(Natural-language object grounding data)
▼
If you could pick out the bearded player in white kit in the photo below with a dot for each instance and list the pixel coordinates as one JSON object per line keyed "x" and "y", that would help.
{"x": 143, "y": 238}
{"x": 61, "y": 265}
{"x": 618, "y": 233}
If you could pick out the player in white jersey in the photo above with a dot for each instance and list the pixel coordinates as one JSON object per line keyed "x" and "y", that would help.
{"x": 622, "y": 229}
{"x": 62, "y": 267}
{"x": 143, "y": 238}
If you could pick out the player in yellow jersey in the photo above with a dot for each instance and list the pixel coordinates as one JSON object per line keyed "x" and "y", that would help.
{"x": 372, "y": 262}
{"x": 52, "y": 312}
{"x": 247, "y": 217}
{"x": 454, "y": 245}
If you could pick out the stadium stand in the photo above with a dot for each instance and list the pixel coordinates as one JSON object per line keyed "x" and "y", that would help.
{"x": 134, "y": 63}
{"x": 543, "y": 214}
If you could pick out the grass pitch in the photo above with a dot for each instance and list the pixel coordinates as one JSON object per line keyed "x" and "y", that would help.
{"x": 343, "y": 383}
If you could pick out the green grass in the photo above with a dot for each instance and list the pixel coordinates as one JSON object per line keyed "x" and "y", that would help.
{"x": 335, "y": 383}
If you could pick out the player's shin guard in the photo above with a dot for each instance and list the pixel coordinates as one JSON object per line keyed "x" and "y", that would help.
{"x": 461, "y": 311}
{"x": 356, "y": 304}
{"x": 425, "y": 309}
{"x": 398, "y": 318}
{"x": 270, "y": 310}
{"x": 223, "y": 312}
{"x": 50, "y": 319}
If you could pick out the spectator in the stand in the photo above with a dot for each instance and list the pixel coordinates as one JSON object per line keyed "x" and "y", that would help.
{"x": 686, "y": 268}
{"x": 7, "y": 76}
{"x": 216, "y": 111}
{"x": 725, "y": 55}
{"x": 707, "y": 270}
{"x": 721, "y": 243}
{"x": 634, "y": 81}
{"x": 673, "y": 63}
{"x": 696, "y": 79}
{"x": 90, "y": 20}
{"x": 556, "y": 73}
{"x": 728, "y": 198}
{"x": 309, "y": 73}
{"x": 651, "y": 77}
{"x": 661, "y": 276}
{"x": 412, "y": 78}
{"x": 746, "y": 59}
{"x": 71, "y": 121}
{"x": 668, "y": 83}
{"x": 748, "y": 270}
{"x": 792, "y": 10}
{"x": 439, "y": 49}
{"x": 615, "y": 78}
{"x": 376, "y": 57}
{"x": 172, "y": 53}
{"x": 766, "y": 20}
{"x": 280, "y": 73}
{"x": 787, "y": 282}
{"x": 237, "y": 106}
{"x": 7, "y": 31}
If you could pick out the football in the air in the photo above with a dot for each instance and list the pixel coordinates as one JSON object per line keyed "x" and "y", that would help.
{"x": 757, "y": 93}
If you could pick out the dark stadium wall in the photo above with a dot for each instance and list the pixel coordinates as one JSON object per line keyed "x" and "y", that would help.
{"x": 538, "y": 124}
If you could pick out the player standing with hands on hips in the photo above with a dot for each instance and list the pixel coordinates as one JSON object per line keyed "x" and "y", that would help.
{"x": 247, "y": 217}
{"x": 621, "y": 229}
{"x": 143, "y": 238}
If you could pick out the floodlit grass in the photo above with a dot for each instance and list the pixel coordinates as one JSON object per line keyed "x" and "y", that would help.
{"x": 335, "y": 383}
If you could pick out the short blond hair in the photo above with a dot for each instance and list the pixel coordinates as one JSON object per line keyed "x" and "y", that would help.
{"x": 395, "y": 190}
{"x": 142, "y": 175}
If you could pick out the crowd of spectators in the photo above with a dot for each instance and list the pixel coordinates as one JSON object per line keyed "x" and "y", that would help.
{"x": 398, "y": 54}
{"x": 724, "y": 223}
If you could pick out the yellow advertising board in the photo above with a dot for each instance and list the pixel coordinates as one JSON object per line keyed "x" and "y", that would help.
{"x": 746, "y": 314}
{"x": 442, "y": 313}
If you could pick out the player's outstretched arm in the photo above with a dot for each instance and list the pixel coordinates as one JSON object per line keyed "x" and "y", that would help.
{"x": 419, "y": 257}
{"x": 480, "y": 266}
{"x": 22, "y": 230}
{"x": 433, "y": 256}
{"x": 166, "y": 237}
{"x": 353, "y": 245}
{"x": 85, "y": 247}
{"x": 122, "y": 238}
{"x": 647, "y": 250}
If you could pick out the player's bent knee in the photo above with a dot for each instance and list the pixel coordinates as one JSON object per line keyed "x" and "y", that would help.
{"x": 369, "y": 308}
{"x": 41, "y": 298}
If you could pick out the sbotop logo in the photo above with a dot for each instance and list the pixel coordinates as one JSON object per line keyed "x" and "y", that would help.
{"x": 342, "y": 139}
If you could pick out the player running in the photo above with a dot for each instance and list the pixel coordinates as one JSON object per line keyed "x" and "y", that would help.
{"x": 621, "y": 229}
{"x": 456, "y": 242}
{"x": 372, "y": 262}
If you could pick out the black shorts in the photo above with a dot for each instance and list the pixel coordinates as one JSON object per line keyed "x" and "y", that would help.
▲
Retype all of the data word for word.

- _Answer to this task_
If you could pick out the bearded player in white kit in the photo below with a dot for each instance and list the pixel coordinates as one JSON object per line keyed "x" and "y", that would help.
{"x": 143, "y": 238}
{"x": 61, "y": 265}
{"x": 618, "y": 233}
If you could pick out the player in white jersey in the photo above with a dot for each instance and list the pixel coordinates as one JSON object per line keyed "x" and "y", that would help.
{"x": 622, "y": 229}
{"x": 62, "y": 267}
{"x": 143, "y": 238}
If you could pick out the player in yellow jersey in the photo above with a dot for each instance and list the pixel coordinates as one JSON object per line keyed "x" and "y", that would help.
{"x": 372, "y": 262}
{"x": 52, "y": 312}
{"x": 247, "y": 217}
{"x": 454, "y": 245}
If you could pick out the stadium stand in the photo above with a dot for each instance and list the pixel coordinates as one JSON object per line keyed "x" and "y", that would help.
{"x": 134, "y": 63}
{"x": 543, "y": 214}
If you could pick out the grass pitch in the photo above with a dot for each instance and list the pixel coordinates as one JSON object per line keyed "x" and "y", that would help.
{"x": 343, "y": 383}
If you could pick out the green grass in the photo above with a dot for each instance and list the pixel coordinates as one JSON object per line keyed "x" and "y", that would help.
{"x": 335, "y": 383}
If you could pick out the player's shin guard in the photo above with a dot for each instance and list the pixel coordinates as one JSON object per line keyed "x" and "y", that would help.
{"x": 461, "y": 311}
{"x": 356, "y": 304}
{"x": 425, "y": 309}
{"x": 398, "y": 318}
{"x": 270, "y": 310}
{"x": 223, "y": 312}
{"x": 50, "y": 319}
If you could pick out the spectator in the stand in the photo above with a dot for each instance and list the pixel coordinates as one JSON object per line keyed "x" and "y", that would help.
{"x": 686, "y": 268}
{"x": 7, "y": 76}
{"x": 216, "y": 111}
{"x": 725, "y": 55}
{"x": 707, "y": 270}
{"x": 721, "y": 243}
{"x": 634, "y": 81}
{"x": 673, "y": 63}
{"x": 696, "y": 79}
{"x": 90, "y": 20}
{"x": 556, "y": 73}
{"x": 728, "y": 198}
{"x": 309, "y": 73}
{"x": 651, "y": 77}
{"x": 661, "y": 276}
{"x": 412, "y": 78}
{"x": 746, "y": 59}
{"x": 71, "y": 121}
{"x": 668, "y": 83}
{"x": 748, "y": 270}
{"x": 792, "y": 10}
{"x": 439, "y": 49}
{"x": 615, "y": 78}
{"x": 376, "y": 57}
{"x": 172, "y": 53}
{"x": 766, "y": 20}
{"x": 280, "y": 73}
{"x": 787, "y": 282}
{"x": 237, "y": 106}
{"x": 7, "y": 31}
If you could pick out the football in the air in the photo above with a dot for each instance and list the pixel coordinates as one JSON object per line keyed "x" and "y", that would help.
{"x": 757, "y": 93}
If you could pick out the dark stadium wall in the photo above with a dot for each instance and list the pixel coordinates as one JSON object per line keyed "x" and "y", that would help.
{"x": 538, "y": 124}
If you could pick out the player standing with hands on hips in the photo above with a dot for each instance and list the pixel coordinates as one JSON object per line keyed "x" and "y", that would help.
{"x": 247, "y": 217}
{"x": 621, "y": 229}
{"x": 143, "y": 238}
If you could pick out the floodlit grass in the photo above with a dot for each instance and list the pixel coordinates as one JSON object per line keyed "x" and "y", that would help.
{"x": 335, "y": 383}
If you could pick out the short blond hair in the photo above with a dot for each instance and list the pixel coordinates as one JSON object per line keyed "x" and "y", that would help.
{"x": 395, "y": 190}
{"x": 142, "y": 175}
If you could pick out the crowd of spectators in the photo above with a dot for each instance and list the pixel coordinates as one JSON object per line keyed "x" and "y", that would help.
{"x": 398, "y": 54}
{"x": 724, "y": 223}
If you could pick out the yellow advertising board in the photo above with a dot for each instance and list the pixel coordinates as one JSON object per line keyed "x" and "y", that would help.
{"x": 746, "y": 314}
{"x": 442, "y": 313}
If you could pick out the player's outstretched arm in the photo above with a dot for each instance and list the pixel coordinates as one JSON object per line keyed "x" and "y", that would help.
{"x": 419, "y": 257}
{"x": 480, "y": 266}
{"x": 22, "y": 230}
{"x": 433, "y": 256}
{"x": 166, "y": 237}
{"x": 353, "y": 245}
{"x": 85, "y": 247}
{"x": 122, "y": 238}
{"x": 647, "y": 250}
If you could pick out the player's bent knee in the photo above with a dot for each instance and list the pixel coordinates as one JSON object per line keyed "x" and "y", that would help.
{"x": 369, "y": 308}
{"x": 41, "y": 298}
If you could pick out the sbotop logo in the photo above with a dot for each instance and list the pixel coordinates as one JSON object per line keyed "x" and "y", that would help.
{"x": 342, "y": 139}
If you could pick out the player running in the photo above with a dot for each instance and list the pixel coordinates as one JSON object per line keyed "x" and "y", that would help.
{"x": 621, "y": 229}
{"x": 456, "y": 242}
{"x": 372, "y": 262}
If you could pick out the black shorts in the photo above with a dot for each instance and list the pixel coordinates as one JSON object per line keyed "x" and "y", that would help.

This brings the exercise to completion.